Work to be completed: In the blog post below, what does the writer invite readers to add in their comments?

------ Selection ------

When I asked a sampling of more or less progressive American Jews whether their opinion/feelings/observations have changed since the Hamas atrocity of October 7th and the Israeli atrocity of the decimation of Gaza, to a person they said: "What would  you have done?"  Where did this script originate? None of the people I asked the question are diplomats, politicians, or military personnel so their knowledge of what could have been done, other than what has been done, is limited at best. Still, their response shocked me. To a person they never mentioned the suffering of the Palestinian people. To a person they said that there will never be a Palestinian state. Nor did the ceasefire announcement in Qatar and Washington mention Palestinian statehood or humanitarian aid entering the strip.

 

In addition to Israeli relatives and friends, I have educated, clear thinking, warm hearted Palestinian friends who have been so distraught that we have not seen each other since October 7th. They are living in exile from their promised land, which is also Israel's promised land. How these two related  peoples—Israelis and Palestinians—will ever live in peace is beyond my knowledge and skill to predict, or even my imagination as a writer to predict.  So, I will leave you, dear reader, with an open invitation to comment on this blog post. In the meantime, I offer definitions and a brief reading list. Please feel free to add to the reading list in your comments.

------ Data ------

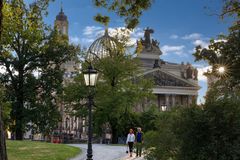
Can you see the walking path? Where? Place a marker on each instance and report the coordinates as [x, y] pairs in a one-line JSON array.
[[105, 152]]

------

The solution: Additions to the reading list.